◆ **SELECTED EXTRACT**:
For your convenience: operator, condition, subscript

Again, those are mainly practical choices. After all, an operator is nothing more than an unassuming function call with a funny name and a funny syntax. And a condition11, a combination of function calls which happens to evaluate to a particular type. As for the creation of the root subscript, it comes from the observation that an lot of exciting programs can be written with sequences before venturing out to direct access (that is, as long as we treat Python lists as lists and not arrays). Not that in our default taxonomy, subscript includes slicing and dictionary access too.

Importations

Previously classified under def, since version 0.6.0, the import statement has now its own root in the taxonomy.

Zooming out: pattern

Now this is arguably the most interesting feature to tag in a beginner-level program. Under pattern, you will find numerous variants of the invaluable accumulation pattern (counting, summing, filtering, finding the β€œbest” element, etc.), but also some early-exit patterns (testing for an universal or existential property, finding the first β€œgood” element, etc.), whether by traversing a sequence or evolving a state. A (currently) small number of common expression patterns are also available. However, the common assignment idioms (such as incrementation, swap, slide, conditional assignment) are classified under var/assignment/explicit.

◆ **DATA ROWS**:
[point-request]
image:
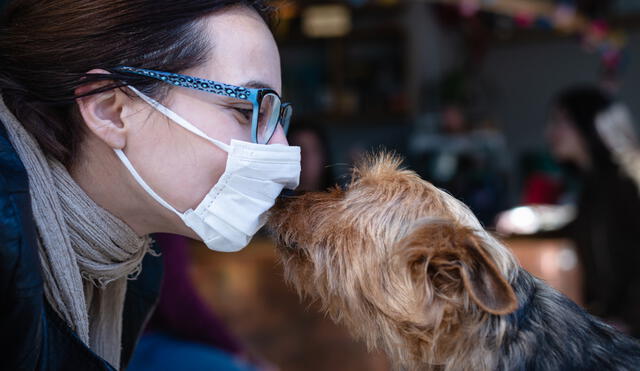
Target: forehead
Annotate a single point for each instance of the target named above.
(242, 49)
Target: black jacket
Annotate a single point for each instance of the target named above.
(32, 335)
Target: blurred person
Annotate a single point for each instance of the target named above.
(605, 229)
(184, 333)
(120, 119)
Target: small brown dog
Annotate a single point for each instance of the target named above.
(409, 269)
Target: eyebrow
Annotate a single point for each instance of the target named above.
(255, 84)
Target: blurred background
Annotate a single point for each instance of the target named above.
(496, 101)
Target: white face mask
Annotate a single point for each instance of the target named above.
(235, 208)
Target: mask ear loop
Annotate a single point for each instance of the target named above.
(179, 120)
(142, 183)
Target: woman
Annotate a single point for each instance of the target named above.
(605, 230)
(91, 161)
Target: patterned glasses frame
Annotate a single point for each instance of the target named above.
(255, 96)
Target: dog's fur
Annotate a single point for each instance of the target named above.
(409, 269)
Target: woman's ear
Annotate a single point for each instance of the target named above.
(102, 112)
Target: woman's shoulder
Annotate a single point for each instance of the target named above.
(18, 252)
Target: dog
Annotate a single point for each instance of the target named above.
(409, 269)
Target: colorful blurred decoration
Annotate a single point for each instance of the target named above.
(563, 16)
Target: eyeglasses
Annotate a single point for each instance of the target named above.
(268, 109)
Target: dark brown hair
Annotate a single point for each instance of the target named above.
(46, 48)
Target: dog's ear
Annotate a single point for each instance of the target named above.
(448, 260)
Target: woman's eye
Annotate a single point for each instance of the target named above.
(246, 113)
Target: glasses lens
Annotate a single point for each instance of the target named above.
(287, 112)
(268, 117)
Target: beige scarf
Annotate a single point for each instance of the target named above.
(87, 254)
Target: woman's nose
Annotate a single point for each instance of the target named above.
(278, 136)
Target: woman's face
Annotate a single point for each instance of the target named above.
(180, 166)
(565, 141)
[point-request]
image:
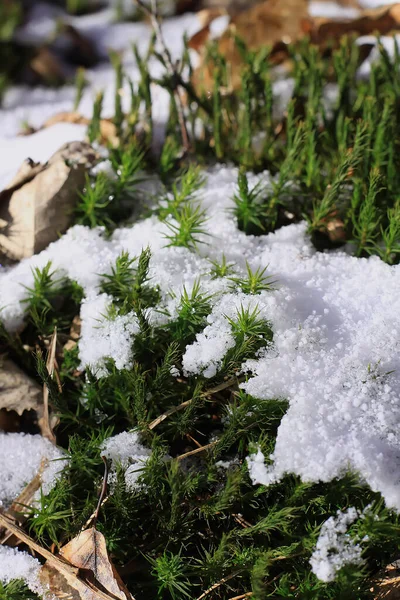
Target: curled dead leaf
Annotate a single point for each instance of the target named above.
(63, 580)
(34, 211)
(88, 551)
(18, 392)
(277, 23)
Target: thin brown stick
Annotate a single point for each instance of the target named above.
(47, 431)
(217, 585)
(169, 412)
(174, 409)
(197, 450)
(102, 493)
(172, 71)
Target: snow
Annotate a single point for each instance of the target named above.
(39, 146)
(335, 354)
(125, 451)
(21, 457)
(16, 564)
(335, 548)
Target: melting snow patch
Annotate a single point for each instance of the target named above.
(335, 548)
(335, 353)
(15, 564)
(124, 450)
(21, 457)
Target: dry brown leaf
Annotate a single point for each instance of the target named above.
(277, 23)
(62, 579)
(269, 23)
(88, 551)
(18, 392)
(38, 210)
(382, 20)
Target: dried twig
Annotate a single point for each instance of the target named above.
(174, 409)
(46, 428)
(218, 584)
(172, 70)
(169, 412)
(197, 450)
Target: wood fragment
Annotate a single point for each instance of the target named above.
(45, 423)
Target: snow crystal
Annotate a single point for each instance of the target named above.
(15, 564)
(126, 451)
(21, 458)
(104, 336)
(256, 466)
(335, 548)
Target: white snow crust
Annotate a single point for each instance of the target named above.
(16, 564)
(335, 354)
(335, 548)
(20, 460)
(126, 451)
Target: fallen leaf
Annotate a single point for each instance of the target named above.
(60, 578)
(88, 551)
(269, 23)
(18, 392)
(277, 23)
(38, 210)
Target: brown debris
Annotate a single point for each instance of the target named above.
(18, 392)
(35, 212)
(62, 579)
(278, 23)
(108, 131)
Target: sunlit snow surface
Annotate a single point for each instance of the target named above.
(335, 355)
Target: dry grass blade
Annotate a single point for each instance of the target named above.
(172, 71)
(45, 425)
(217, 585)
(197, 450)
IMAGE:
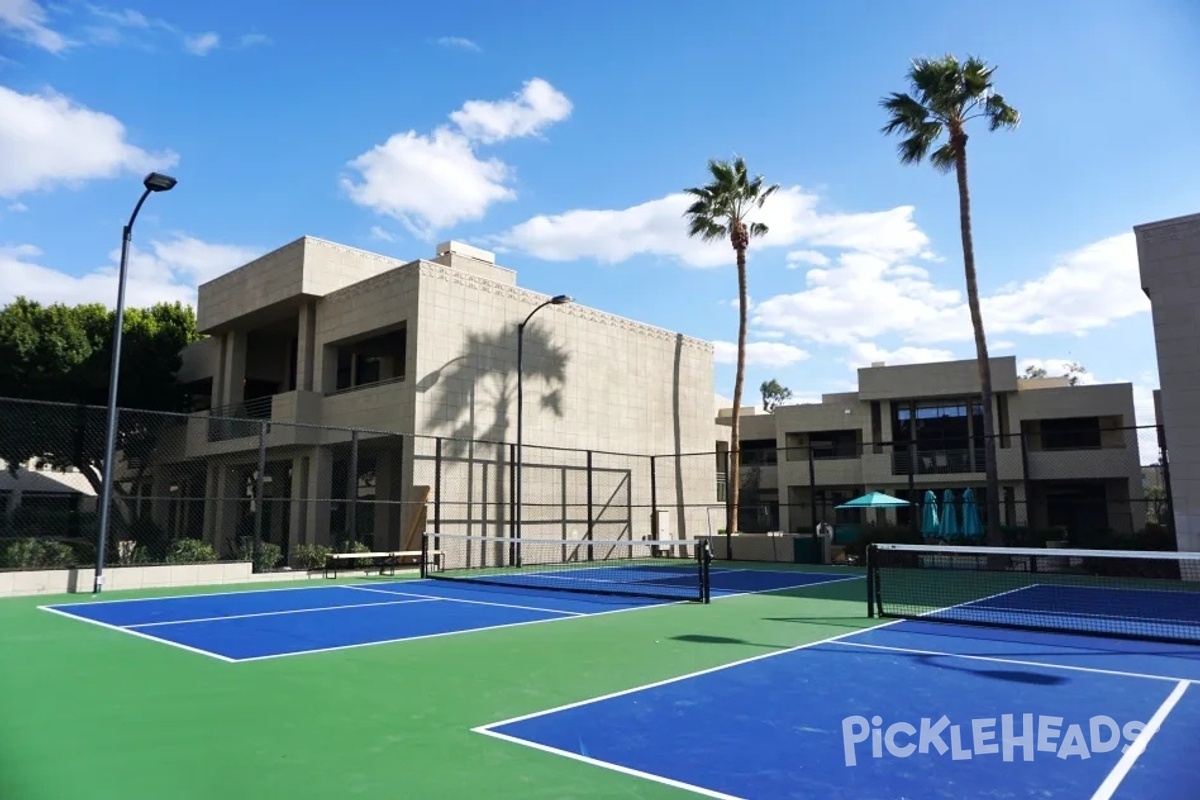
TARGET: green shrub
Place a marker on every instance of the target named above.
(264, 560)
(310, 557)
(37, 554)
(191, 551)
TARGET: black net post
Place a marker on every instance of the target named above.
(352, 491)
(259, 493)
(654, 498)
(425, 548)
(437, 483)
(592, 516)
(729, 507)
(869, 555)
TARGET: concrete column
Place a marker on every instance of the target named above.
(319, 491)
(306, 335)
(233, 367)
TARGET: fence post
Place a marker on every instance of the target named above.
(352, 491)
(437, 485)
(591, 509)
(813, 493)
(911, 455)
(1026, 482)
(654, 499)
(259, 493)
(514, 511)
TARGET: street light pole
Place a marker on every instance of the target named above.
(153, 182)
(557, 300)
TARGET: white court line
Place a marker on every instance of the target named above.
(667, 681)
(1139, 746)
(441, 635)
(471, 602)
(1002, 660)
(139, 635)
(615, 768)
(280, 613)
(535, 621)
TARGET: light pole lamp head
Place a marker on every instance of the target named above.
(159, 182)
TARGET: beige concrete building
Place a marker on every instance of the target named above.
(1067, 456)
(343, 350)
(1169, 260)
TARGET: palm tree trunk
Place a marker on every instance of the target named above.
(994, 536)
(735, 476)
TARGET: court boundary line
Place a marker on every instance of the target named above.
(1020, 662)
(279, 613)
(351, 585)
(1110, 783)
(472, 602)
(1129, 757)
(139, 635)
(58, 609)
(615, 768)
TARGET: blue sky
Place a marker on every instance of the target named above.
(561, 136)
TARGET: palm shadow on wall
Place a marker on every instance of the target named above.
(473, 401)
(474, 395)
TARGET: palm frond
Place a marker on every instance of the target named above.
(723, 205)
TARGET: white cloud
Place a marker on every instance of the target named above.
(760, 354)
(436, 180)
(202, 43)
(459, 43)
(862, 296)
(169, 271)
(48, 139)
(382, 234)
(658, 228)
(27, 20)
(528, 113)
(797, 258)
(864, 354)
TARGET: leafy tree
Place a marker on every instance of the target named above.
(721, 210)
(946, 95)
(774, 395)
(61, 355)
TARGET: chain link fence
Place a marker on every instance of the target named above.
(202, 488)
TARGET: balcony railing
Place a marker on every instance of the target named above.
(239, 420)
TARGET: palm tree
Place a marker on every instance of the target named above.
(720, 210)
(946, 95)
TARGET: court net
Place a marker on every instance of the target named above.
(1129, 594)
(669, 570)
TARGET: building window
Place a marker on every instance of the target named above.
(1073, 433)
(834, 444)
(759, 452)
(370, 361)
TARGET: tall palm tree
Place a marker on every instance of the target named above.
(946, 95)
(720, 210)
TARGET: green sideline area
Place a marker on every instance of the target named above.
(99, 714)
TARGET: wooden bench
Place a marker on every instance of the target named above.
(382, 559)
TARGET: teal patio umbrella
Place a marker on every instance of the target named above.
(949, 527)
(874, 500)
(972, 527)
(929, 522)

◆ **DESCRIPTION OF THE TASK**: Pick up the write-up on the taxonomy for tagging beginner programs after its final sentence and continue it.

◆ **THE OUTPUT**:
Although the relative size of pattern is the smallest of the taxonomy, note that it is almost that of meta/program (which has one occurrence per program): in other words, almost all programs feature such a pattern (which spans several lines).

The loop patterns constitute an aspect of programming which is not always taught in a conscious and systematic way, and to which Paroxython intends to draw your attention.

Warning

For priority reasons, Paroxython searches for these loop patterns in β€œstatement” loops only, not in β€œcomprehension” loops. This may change in a future version.

Tagging with style

Paradigms

Python allows you to mix freely multiple paradigms. However, for Paroxython, every program will fall into exactly one of the following four categories, always associated to the whole span:

  1. style/object_oriented if it features at least one class definition;
  2. style/functional if it is not object oriented, and features at least one function returning something, but no loop and no assignment;
  3. style/procedural if it is neither object oriented or functional, and features at least one subroutine definition;
  4. style/imperative if it features no subroutine or class definition.

Additionally, style/imperative/flat is the no-indent version of the latter (no loop, conditional, etc.).

Functional traits are also tagged. The corresponding taxa start with: style/functional_trait/, and are suffixed by lambda, higher_order, pure_function, map, filter, reduce, etc. Unlike style/functional, which spans the entire program, these taxa are located on certain lines. They can appear in a program of any (all-encompassing) style.

Independently of the 4-partition, style/one_liner denotes any program whose exactly one SLOC is neither a definition header, an importation or an assertion. For instance, the following program is considered a one-liner:

from sum_proper_divisors_1 import sum_proper_divisors

def abundant_numbers_below(bound):
    # An abundant number is a number for which the sum of its proper divisors
    # is greater than the number itself (Wikipedia).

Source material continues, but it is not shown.